** What this task involves **
The lines to copy are those in the listing below that contain the word "coordinates".

** Listed entries **

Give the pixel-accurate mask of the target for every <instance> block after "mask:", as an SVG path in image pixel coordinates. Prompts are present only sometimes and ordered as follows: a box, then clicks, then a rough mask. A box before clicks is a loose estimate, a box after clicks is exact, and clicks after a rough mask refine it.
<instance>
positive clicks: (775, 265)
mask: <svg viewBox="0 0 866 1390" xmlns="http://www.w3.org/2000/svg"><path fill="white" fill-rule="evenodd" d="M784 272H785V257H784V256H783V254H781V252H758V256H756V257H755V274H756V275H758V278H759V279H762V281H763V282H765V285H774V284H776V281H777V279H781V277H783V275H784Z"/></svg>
* * *
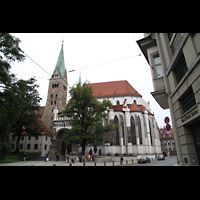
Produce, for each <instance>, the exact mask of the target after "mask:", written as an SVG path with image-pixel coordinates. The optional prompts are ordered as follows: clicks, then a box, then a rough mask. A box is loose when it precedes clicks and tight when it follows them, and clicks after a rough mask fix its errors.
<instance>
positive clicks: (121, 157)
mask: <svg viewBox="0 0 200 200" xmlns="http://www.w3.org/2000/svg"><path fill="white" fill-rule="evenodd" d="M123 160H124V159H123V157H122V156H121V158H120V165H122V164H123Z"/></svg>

** Solution for this exercise **
Give the pixel-accurate mask of the target for every <instance> block after "mask:", as an SVG path in image pixel coordinates. Prompts are present only sometimes and ordered as follows: a box, then clicks, then a rough mask. A box before clicks is a loose estimate, a box after clicks is exact, and clicks after a rough mask refine it.
Produce, for each <instance>, the exact mask of the target after "mask:", written as an SVG path with image-pixel coordinates. The optional prompts are ordered as follows: clicks, then a box, then a rough mask. A box is loose when it precedes clicks and tight when it follows them, and clicks after a rough mask fix its errors.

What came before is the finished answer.